= Task inputs =
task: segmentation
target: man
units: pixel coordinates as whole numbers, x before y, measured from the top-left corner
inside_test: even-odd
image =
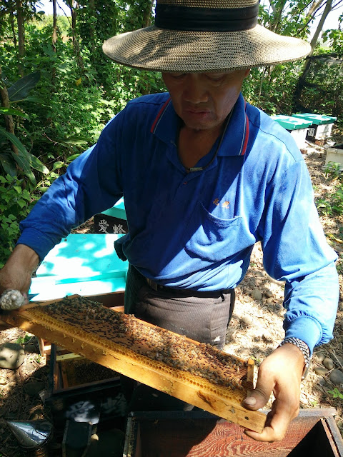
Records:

= What this task involves =
Reproduce every line of the material above verbatim, leaving the pictures out.

= Result of this exercise =
task: segmentation
target: man
units: pixel coordinates as whole numbers, x before y, measured from the top-left corner
inside_test: even-odd
image =
Records:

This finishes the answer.